### YOUR ASSIGNMENT
Return every line of the data below word for word, including the punctuation.

### DATASET RECORDS
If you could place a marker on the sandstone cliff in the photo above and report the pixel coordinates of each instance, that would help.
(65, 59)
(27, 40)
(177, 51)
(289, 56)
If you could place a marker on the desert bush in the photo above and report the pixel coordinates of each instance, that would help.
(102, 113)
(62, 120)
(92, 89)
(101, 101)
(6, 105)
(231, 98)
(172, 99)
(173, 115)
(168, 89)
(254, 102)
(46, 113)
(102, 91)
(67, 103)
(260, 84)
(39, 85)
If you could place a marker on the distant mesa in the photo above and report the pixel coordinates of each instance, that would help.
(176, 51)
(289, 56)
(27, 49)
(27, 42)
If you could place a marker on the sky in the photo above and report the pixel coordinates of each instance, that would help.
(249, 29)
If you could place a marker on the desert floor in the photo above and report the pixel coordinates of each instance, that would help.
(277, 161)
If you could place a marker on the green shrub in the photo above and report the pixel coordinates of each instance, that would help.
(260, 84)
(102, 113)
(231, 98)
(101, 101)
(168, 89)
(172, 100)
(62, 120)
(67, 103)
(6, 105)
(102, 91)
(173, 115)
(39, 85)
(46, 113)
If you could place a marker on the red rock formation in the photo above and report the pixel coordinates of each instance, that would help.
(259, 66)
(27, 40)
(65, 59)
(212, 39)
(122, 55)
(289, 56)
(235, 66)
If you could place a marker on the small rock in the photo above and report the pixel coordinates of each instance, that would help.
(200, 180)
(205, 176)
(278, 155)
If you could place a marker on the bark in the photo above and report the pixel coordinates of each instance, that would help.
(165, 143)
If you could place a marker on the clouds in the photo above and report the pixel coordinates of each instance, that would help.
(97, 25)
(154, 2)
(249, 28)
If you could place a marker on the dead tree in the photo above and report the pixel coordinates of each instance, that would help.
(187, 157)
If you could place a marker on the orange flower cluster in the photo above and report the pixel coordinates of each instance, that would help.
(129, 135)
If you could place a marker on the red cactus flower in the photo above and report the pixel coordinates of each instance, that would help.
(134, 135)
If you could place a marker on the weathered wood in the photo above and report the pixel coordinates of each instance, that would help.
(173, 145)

### SOLUTION
If you could place a marker on the sandstone cliff in the photo above and report the pixel coordinates of each instance, that would help.
(65, 59)
(27, 40)
(177, 51)
(289, 56)
If you could place a marker on the desert bush in the photo above and report the pixel coordinates of each instance, that would help.
(102, 113)
(62, 120)
(92, 89)
(101, 101)
(6, 105)
(231, 98)
(172, 99)
(173, 115)
(168, 89)
(254, 102)
(46, 113)
(102, 91)
(67, 103)
(260, 84)
(39, 85)
If you could place a marker on the distant mesa in the photo above and report the pixel coordinates of each instance, that would help.
(176, 51)
(289, 56)
(27, 49)
(27, 42)
If you could place a marker on the sky in the photo above and report the pixel coordinates of each instance, that would help.
(249, 29)
If you could place a marker on the desert floor in the photo above and report the pixel coordinates of each instance, that would help.
(277, 161)
If you could place a marker on the green shrub in the photo above and report the pixel coordinates of each instance, that would help.
(260, 84)
(102, 113)
(231, 98)
(101, 101)
(168, 89)
(172, 100)
(62, 120)
(67, 103)
(6, 105)
(102, 91)
(173, 115)
(39, 85)
(46, 113)
If you could place a marker on the red rock formation in the photo above and report the pixel coordinates of each instance, that would help.
(259, 66)
(27, 40)
(65, 59)
(212, 39)
(122, 55)
(289, 56)
(235, 66)
If you could place a marker on the small rock in the photo above and report the pixel coordinates of each instance, that would help.
(200, 180)
(205, 176)
(278, 155)
If you could place a marker on the bark in the photo above and report the pixel coordinates of each instance, that would help.
(165, 143)
If you could place a marker on the clouds in the photo above and report the pixel coordinates of each instance, that would help.
(97, 25)
(154, 2)
(249, 28)
If you could place a marker on the dead tree in the photo above and report the pixel coordinates of each instance, that would help.
(187, 157)
If you could place a marker on the orange flower cluster in the photo above and report the pixel coordinates of each instance, that would help.
(129, 135)
If you could place a marker on the red cactus flower in the photo above and report the pixel coordinates of each instance, that would help.
(134, 135)
If you could place a marker on the weathered wood in the photo above and report the pixel coordinates of each instance, that would help.
(173, 145)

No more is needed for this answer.